◆ **Exercise brief**
Identify each line in the records below that contains the word "prompts", and copy those lines in full.

◆ **Material for this task**
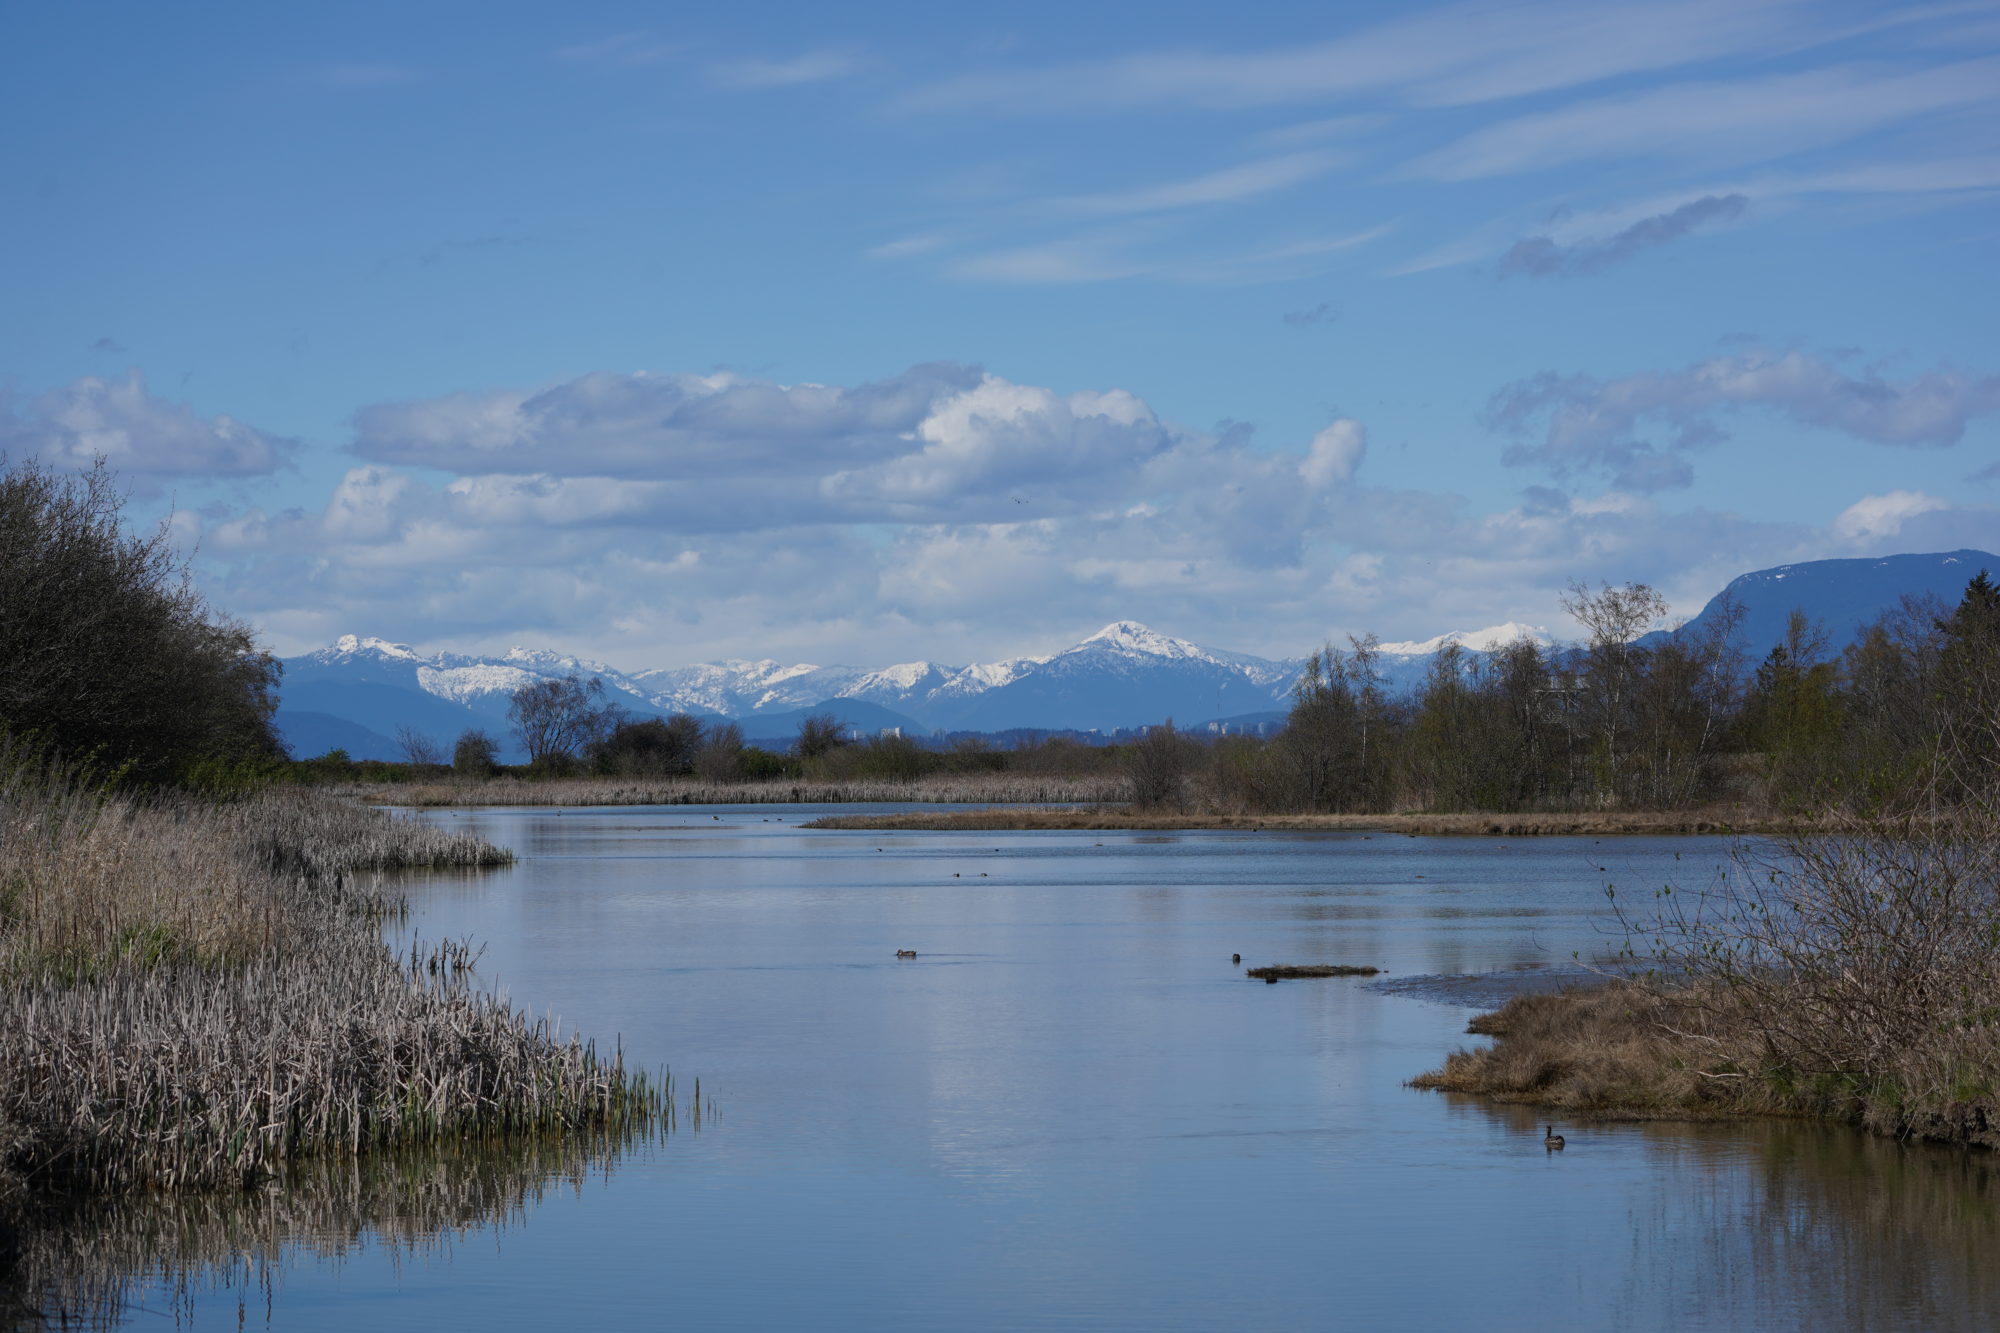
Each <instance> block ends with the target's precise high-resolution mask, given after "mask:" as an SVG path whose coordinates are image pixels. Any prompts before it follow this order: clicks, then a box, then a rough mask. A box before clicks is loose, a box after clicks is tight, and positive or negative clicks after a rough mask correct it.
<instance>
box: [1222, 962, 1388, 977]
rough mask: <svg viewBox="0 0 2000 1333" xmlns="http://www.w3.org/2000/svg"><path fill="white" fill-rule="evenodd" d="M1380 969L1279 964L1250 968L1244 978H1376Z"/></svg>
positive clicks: (1247, 971)
mask: <svg viewBox="0 0 2000 1333" xmlns="http://www.w3.org/2000/svg"><path fill="white" fill-rule="evenodd" d="M1380 971H1382V969H1380V967H1352V965H1346V963H1278V965H1274V967H1250V969H1246V971H1244V977H1252V979H1256V981H1296V979H1300V977H1376V975H1380Z"/></svg>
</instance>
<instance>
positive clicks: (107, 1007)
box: [0, 747, 660, 1193]
mask: <svg viewBox="0 0 2000 1333" xmlns="http://www.w3.org/2000/svg"><path fill="white" fill-rule="evenodd" d="M0 759H4V761H8V763H4V765H0V987H4V991H6V999H4V1003H6V1005H8V1013H10V1023H8V1031H6V1035H4V1037H0V1191H4V1189H14V1191H16V1193H18V1191H22V1189H24V1187H28V1185H38V1187H46V1185H72V1187H82V1189H98V1191H124V1189H152V1187H170V1189H178V1187H210V1185H230V1183H250V1181H256V1179H260V1177H264V1175H268V1173H272V1171H276V1169H278V1167H282V1165H284V1163H288V1161H292V1159H298V1157H308V1155H328V1153H332V1155H358V1153H364V1151H374V1149H386V1147H400V1145H424V1143H454V1141H464V1139H490V1137H508V1135H520V1133H530V1131H572V1129H586V1127H600V1129H602V1127H616V1125H630V1123H644V1121H648V1119H650V1117H652V1115H656V1113H658V1111H660V1089H656V1087H652V1085H650V1081H648V1079H646V1077H644V1075H640V1073H636V1071H628V1069H626V1067H624V1063H622V1059H620V1057H618V1055H616V1053H612V1055H608V1057H606V1055H600V1053H598V1051H596V1049H594V1047H592V1045H590V1043H584V1041H580V1039H578V1037H574V1035H570V1037H564V1035H562V1033H558V1031H556V1029H554V1027H552V1025H550V1023H548V1021H534V1019H528V1017H526V1015H522V1013H518V1011H514V1009H512V1007H510V1005H508V1003H506V1001H500V999H496V997H492V995H488V993H484V991H480V989H476V987H474V985H472V979H470V977H468V973H466V963H468V955H466V951H464V947H458V945H440V947H436V949H430V951H414V953H412V955H410V957H404V959H398V957H396V955H392V953H390V949H388V947H386V945H384V943H382V937H380V919H382V913H384V911H388V909H390V907H392V903H390V901H386V899H384V897H382V895H380V891H374V889H360V887H358V879H356V875H354V873H356V871H366V869H388V867H404V865H424V867H430V865H488V863H494V861H500V859H504V853H498V851H496V849H492V847H486V845H484V843H478V841H476V839H464V837H452V835H444V833H438V831H434V829H426V827H422V825H416V823H414V821H398V819H390V817H388V815H382V813H378V811H368V809H362V807H358V805H348V803H340V801H334V799H328V797H322V795H314V793H266V795H256V797H248V799H240V801H234V803H224V805H214V803H202V801H194V799H188V797H174V795H154V797H134V795H112V793H106V791H102V789H98V787H92V785H90V783H86V781H82V779H80V777H78V775H76V773H74V771H66V769H62V767H50V765H38V763H32V761H30V759H28V757H26V755H24V753H22V749H20V747H12V749H8V751H6V753H4V755H0Z"/></svg>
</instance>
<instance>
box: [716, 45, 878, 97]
mask: <svg viewBox="0 0 2000 1333" xmlns="http://www.w3.org/2000/svg"><path fill="white" fill-rule="evenodd" d="M860 68H862V60H860V56H856V54H854V52H846V50H808V52H802V54H798V56H788V58H778V60H766V58H760V60H730V62H726V64H718V66H714V68H712V70H710V76H712V78H714V80H716V82H718V84H722V86H726V88H798V86H802V84H824V82H828V80H836V78H848V76H850V74H856V72H860Z"/></svg>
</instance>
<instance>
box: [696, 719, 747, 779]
mask: <svg viewBox="0 0 2000 1333" xmlns="http://www.w3.org/2000/svg"><path fill="white" fill-rule="evenodd" d="M694 771H696V773H698V775H700V777H702V779H704V781H708V783H734V781H736V779H740V777H742V775H744V729H742V727H738V725H736V723H714V725H710V727H708V739H706V741H704V743H702V751H700V755H696V757H694Z"/></svg>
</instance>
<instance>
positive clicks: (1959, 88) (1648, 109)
mask: <svg viewBox="0 0 2000 1333" xmlns="http://www.w3.org/2000/svg"><path fill="white" fill-rule="evenodd" d="M1996 100H2000V58H1978V60H1960V62H1956V64H1946V66H1932V68H1918V66H1908V68H1882V66H1876V64H1846V66H1834V68H1824V70H1808V72H1802V74H1770V76H1762V78H1744V80H1730V82H1690V84H1670V86H1664V88H1652V90H1646V92H1636V94H1622V96H1614V98H1596V100H1588V102H1578V104H1572V106H1564V108H1560V110H1552V112H1536V114H1530V116H1518V118H1514V120H1502V122H1500V124H1492V126H1486V128H1482V130H1474V132H1472V134H1466V136H1464V138H1460V140H1458V142H1454V144H1448V146H1444V148H1438V150H1436V152H1430V154H1424V156H1420V158H1418V160H1416V162H1412V164H1410V166H1408V168H1406V172H1408V174H1410V176H1418V178H1430V180H1476V178H1482V176H1502V174H1512V172H1530V170H1548V168H1556V166H1568V164H1572V162H1594V160H1630V158H1680V160H1692V162H1700V164H1744V162H1758V160H1766V158H1776V156H1782V154H1788V152H1798V150H1802V148H1818V146H1824V144H1836V142H1842V140H1848V138H1854V136H1858V134H1864V132H1868V130H1876V128H1880V126H1886V124H1892V122H1898V120H1910V118H1916V116H1924V114H1930V112H1942V110H1958V108H1966V106H1976V104H1986V102H1996Z"/></svg>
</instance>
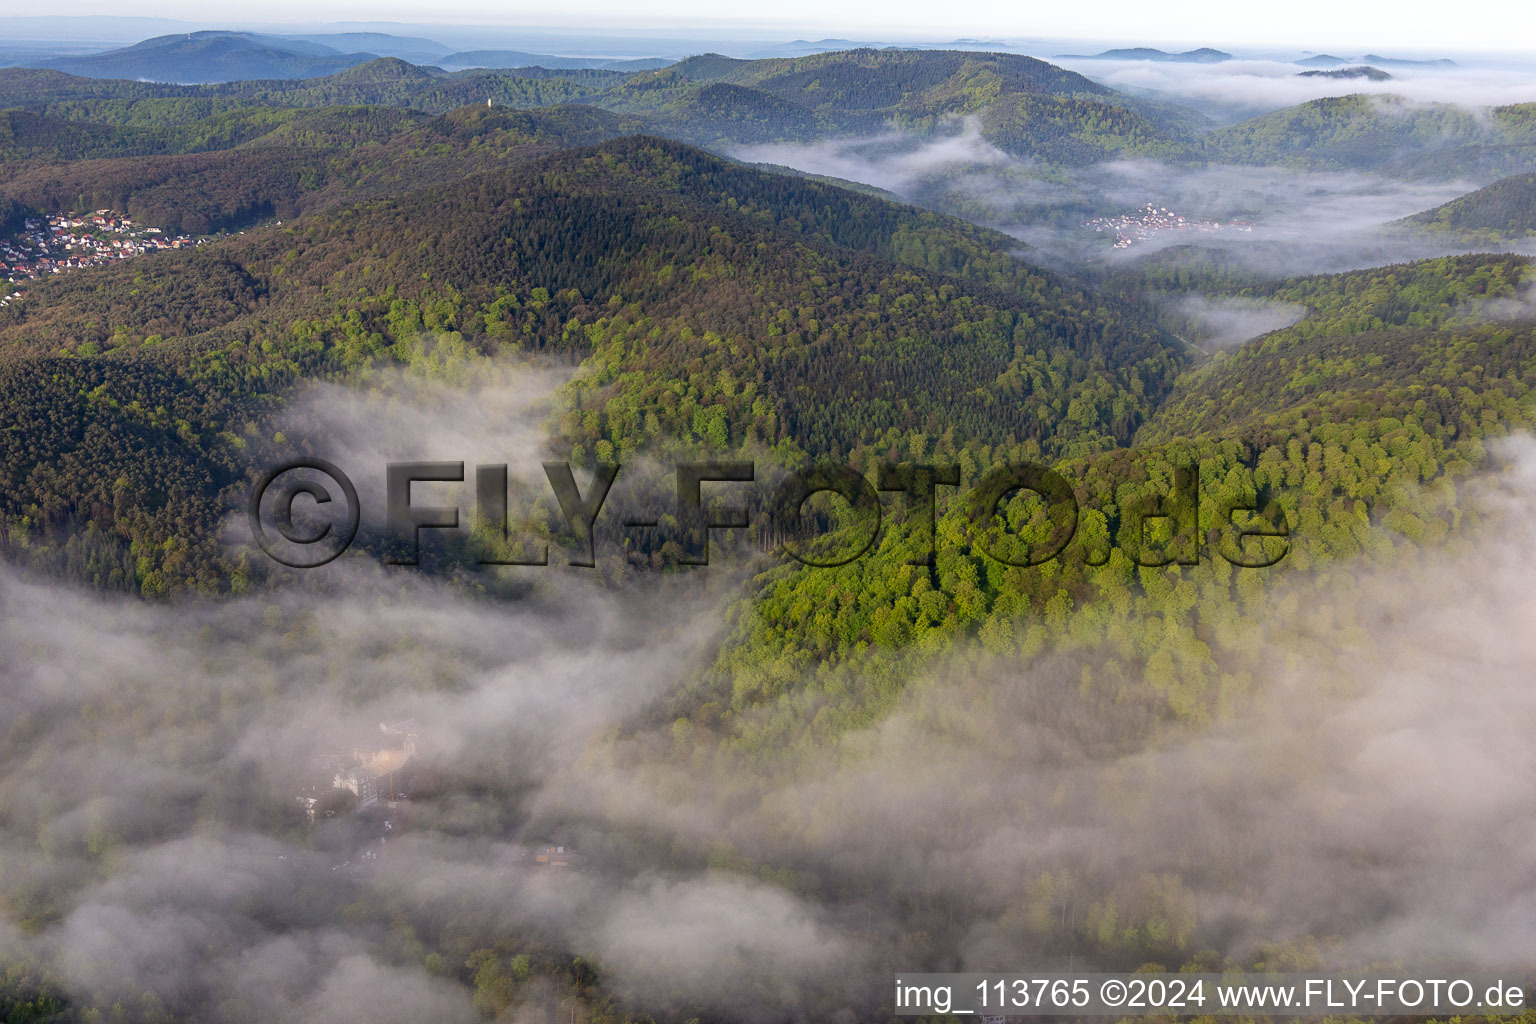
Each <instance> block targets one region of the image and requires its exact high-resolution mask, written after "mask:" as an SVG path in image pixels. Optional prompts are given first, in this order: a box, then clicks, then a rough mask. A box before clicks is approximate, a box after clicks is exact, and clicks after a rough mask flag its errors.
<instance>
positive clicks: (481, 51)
mask: <svg viewBox="0 0 1536 1024" xmlns="http://www.w3.org/2000/svg"><path fill="white" fill-rule="evenodd" d="M432 63H433V64H436V66H438V68H442V69H444V71H464V69H468V68H492V69H504V68H548V69H550V71H574V69H582V68H590V69H594V71H656V69H657V68H668V66H671V64H674V63H677V61H674V60H667V58H665V57H641V58H634V60H614V58H611V57H556V55H553V54H525V52H522V51H516V49H472V51H464V52H458V54H447V55H444V57H439V58H435V60H433V61H432Z"/></svg>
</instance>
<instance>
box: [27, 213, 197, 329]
mask: <svg viewBox="0 0 1536 1024" xmlns="http://www.w3.org/2000/svg"><path fill="white" fill-rule="evenodd" d="M204 241H206V239H203V238H194V236H190V235H167V233H166V232H164V230H161V229H158V227H140V226H138V224H135V223H134V221H132V220H131V218H127V216H126V215H123V213H117V212H114V210H97V212H94V213H81V215H78V216H75V215H68V213H49V215H48V216H45V218H43V220H28V221H26V223H25V227H23V230H22V233H20V235H15V236H12V238H0V278H5V279H9V281H11V284H12V286H15V284H17V282H20V281H32V279H37V278H40V276H43V275H46V273H65V272H68V270H77V269H80V267H98V266H101V264H106V263H112V261H114V259H129V258H131V256H140V255H143V253H147V252H160V250H164V249H187V247H192V246H201V244H203V243H204ZM3 292H5V295H0V306H9V304H11V302H15V301H20V299H22V296H23V293H22V292H17V290H14V289H3Z"/></svg>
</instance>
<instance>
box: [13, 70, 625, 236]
mask: <svg viewBox="0 0 1536 1024" xmlns="http://www.w3.org/2000/svg"><path fill="white" fill-rule="evenodd" d="M144 103H161V101H155V100H151V101H144ZM167 103H175V101H167ZM6 117H9V121H0V124H5V123H9V124H11V126H14V130H12V132H11V135H9V140H6V138H3V137H0V154H11V155H14V157H18V158H17V160H15V163H12V164H9V166H6V164H0V167H3V169H5V172H6V178H5V184H3V187H0V195H3V198H6V200H9V201H14V203H18V204H23V206H28V207H32V209H37V210H92V209H103V207H109V209H115V210H121V212H124V213H127V215H131V216H132V218H135V220H138V221H141V223H146V224H155V226H158V227H163V229H167V230H186V232H192V233H206V232H215V230H237V229H243V227H249V226H252V224H255V223H258V221H263V220H272V218H292V216H296V215H298V213H301V212H306V210H315V209H323V207H326V206H333V204H336V203H343V201H350V200H358V198H367V197H378V195H392V193H399V192H409V190H412V189H419V187H425V186H429V184H435V183H449V181H458V180H461V178H464V177H465V175H468V173H473V172H476V170H484V169H488V167H498V166H507V164H511V163H516V161H519V160H527V158H531V157H538V155H542V154H548V152H551V150H554V149H558V147H561V146H578V144H591V143H598V141H604V140H608V138H617V137H619V135H624V134H630V132H634V130H637V129H641V127H644V124H642V123H641V121H639V120H637V118H633V117H628V115H621V114H611V112H608V111H601V109H596V107H588V106H553V107H536V109H531V111H513V109H507V107H495V109H492V107H484V106H470V107H461V109H458V111H452V112H449V114H444V115H439V117H429V115H425V114H421V112H415V111H401V109H395V107H381V106H372V107H313V109H304V107H298V109H276V107H240V109H233V111H227V112H223V114H214V115H210V117H206V118H201V120H195V121H189V123H184V124H169V126H161V127H109V126H100V124H89V123H81V121H60V120H57V118H52V117H49V115H35V114H29V112H9V114H8V115H6ZM141 150H149V154H147V155H134V157H129V154H135V152H141ZM52 154H60V155H63V154H74V155H77V157H92V158H77V160H72V161H61V160H58V158H55V157H52ZM20 157H25V158H20Z"/></svg>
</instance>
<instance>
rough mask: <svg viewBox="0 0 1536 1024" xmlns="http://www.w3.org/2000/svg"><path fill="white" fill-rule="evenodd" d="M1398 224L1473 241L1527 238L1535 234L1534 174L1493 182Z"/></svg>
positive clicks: (1514, 240) (1427, 210) (1527, 174)
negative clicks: (1464, 238)
mask: <svg viewBox="0 0 1536 1024" xmlns="http://www.w3.org/2000/svg"><path fill="white" fill-rule="evenodd" d="M1401 223H1402V224H1410V226H1416V227H1427V229H1430V230H1436V232H1448V233H1455V235H1461V236H1467V238H1468V239H1476V241H1499V243H1502V241H1518V239H1522V238H1528V236H1531V235H1536V173H1522V175H1514V177H1510V178H1504V180H1502V181H1495V183H1493V184H1490V186H1487V187H1484V189H1478V190H1476V192H1468V193H1467V195H1462V197H1458V198H1455V200H1452V201H1450V203H1445V204H1442V206H1436V207H1435V209H1432V210H1424V212H1422V213H1415V215H1413V216H1409V218H1405V220H1404V221H1401Z"/></svg>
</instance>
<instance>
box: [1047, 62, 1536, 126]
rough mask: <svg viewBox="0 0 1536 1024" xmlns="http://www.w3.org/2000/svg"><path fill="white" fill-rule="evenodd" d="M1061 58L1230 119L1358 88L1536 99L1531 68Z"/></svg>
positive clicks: (1373, 94)
mask: <svg viewBox="0 0 1536 1024" xmlns="http://www.w3.org/2000/svg"><path fill="white" fill-rule="evenodd" d="M1341 55H1344V54H1341ZM1055 63H1060V64H1061V66H1063V68H1068V69H1071V71H1077V72H1078V74H1083V75H1087V77H1091V78H1095V80H1098V81H1103V83H1104V84H1107V86H1112V88H1115V89H1124V91H1127V92H1143V94H1155V95H1158V97H1161V98H1166V100H1174V101H1186V103H1195V104H1198V106H1201V107H1203V109H1207V111H1209V112H1212V114H1226V115H1227V118H1238V117H1250V115H1253V114H1263V112H1266V111H1278V109H1281V107H1287V106H1295V104H1298V103H1307V101H1309V100H1319V98H1322V97H1342V95H1355V94H1361V95H1381V97H1389V95H1392V97H1404V98H1407V100H1413V101H1418V103H1455V104H1458V106H1465V107H1490V106H1502V104H1507V103H1531V101H1536V72H1533V71H1530V68H1487V66H1465V68H1447V69H1421V68H1398V66H1384V68H1381V71H1385V72H1387V74H1390V75H1392V80H1389V81H1369V80H1364V78H1327V77H1324V75H1312V77H1304V75H1301V74H1299V72H1303V71H1313V69H1312V68H1303V66H1298V64H1292V63H1287V61H1273V60H1227V61H1221V63H1215V64H1195V63H1155V61H1146V60H1123V61H1121V60H1080V61H1072V60H1061V61H1055ZM1359 63H1366V61H1352V66H1353V64H1359ZM1322 71H1327V69H1326V68H1324V69H1322Z"/></svg>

◆ **Response**
Each <instance> block ends with the target's precise high-resolution mask, given after "mask:" as an SVG path whose coordinates are image pixels. Any prompts before it follow this order: clicks, then a box, then a rough mask. A box before clicks is loose, a box after clicks is tight, and positive or negative clicks after a rough mask correct it.
Each <instance> block targets one region of the image and requires its exact high-resolution mask, written after "mask:" as an SVG path in image pixels. Optional prompts are given first, in this order: a box, then clicks, then a rough mask. A box before clicks is approximate, a box after clicks is exact, and clicks after a rough mask flag its errors.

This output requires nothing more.